WHAT YOU NEED TO DO: Every entry must be duplicated precisely as written.
%%
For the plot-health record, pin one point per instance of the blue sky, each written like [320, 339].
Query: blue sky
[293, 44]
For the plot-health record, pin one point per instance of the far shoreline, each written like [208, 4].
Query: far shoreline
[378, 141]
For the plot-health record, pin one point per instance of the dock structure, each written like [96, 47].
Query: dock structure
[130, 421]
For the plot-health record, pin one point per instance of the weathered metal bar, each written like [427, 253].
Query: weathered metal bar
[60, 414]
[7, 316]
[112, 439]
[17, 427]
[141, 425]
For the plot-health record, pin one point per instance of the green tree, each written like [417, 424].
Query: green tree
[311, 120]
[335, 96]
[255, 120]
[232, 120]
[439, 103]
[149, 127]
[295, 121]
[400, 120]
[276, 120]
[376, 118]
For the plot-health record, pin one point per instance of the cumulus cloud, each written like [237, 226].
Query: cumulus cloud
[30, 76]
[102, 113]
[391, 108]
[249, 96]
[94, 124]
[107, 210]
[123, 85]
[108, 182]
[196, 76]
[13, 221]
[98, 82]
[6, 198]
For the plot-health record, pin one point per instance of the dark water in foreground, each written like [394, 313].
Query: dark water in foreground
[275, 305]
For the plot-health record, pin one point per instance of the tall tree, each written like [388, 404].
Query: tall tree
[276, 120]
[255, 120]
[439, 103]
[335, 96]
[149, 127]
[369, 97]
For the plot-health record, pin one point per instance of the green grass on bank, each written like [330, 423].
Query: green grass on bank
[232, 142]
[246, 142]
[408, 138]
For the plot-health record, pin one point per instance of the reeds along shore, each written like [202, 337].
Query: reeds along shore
%%
TASK RESPONSE:
For the plot-health record, pin one point per instance of the blue sky, each written like [320, 339].
Query: blue sky
[293, 44]
For the plot-health record, pin one point per instance of the far shoreline, each written like [208, 4].
Query: far shoreline
[378, 141]
For the plot-health record, pin one point per instance of the dock structure, each written like [96, 47].
Query: dock structure
[130, 421]
For the plot-health record, pin one point per instance of the weathered metal bar, each written like [427, 253].
Query: weathered metal bar
[60, 414]
[7, 316]
[112, 439]
[17, 427]
[141, 425]
For the plot-health record, pin one point per instance of the green tree, each written like [417, 424].
Query: green tree
[311, 120]
[335, 96]
[255, 120]
[232, 120]
[439, 103]
[149, 127]
[295, 121]
[400, 120]
[276, 120]
[376, 118]
For the plot-health record, pin one point per instance of the cumulus cloud, each written like [237, 226].
Query: cumulus cloud
[30, 76]
[102, 113]
[391, 108]
[249, 96]
[94, 124]
[107, 210]
[123, 85]
[108, 182]
[196, 76]
[13, 221]
[98, 82]
[6, 198]
For the plot-health record, pin one point per instance of the dark water in foreground, each written like [394, 313].
Query: dark water in foreground
[275, 305]
For the plot-health record, pin one point per instance of the tall tree, each written like [388, 404].
Query: tall tree
[276, 120]
[255, 120]
[439, 103]
[335, 96]
[149, 127]
[369, 97]
For the plot-health record, pin one point per instance of the green grass on bank, each written like [330, 423].
Query: green grass on bank
[232, 142]
[246, 142]
[408, 138]
For the plot-health record, pin one point per instance of the reeds along shore, each written like [202, 337].
Query: reeds along shore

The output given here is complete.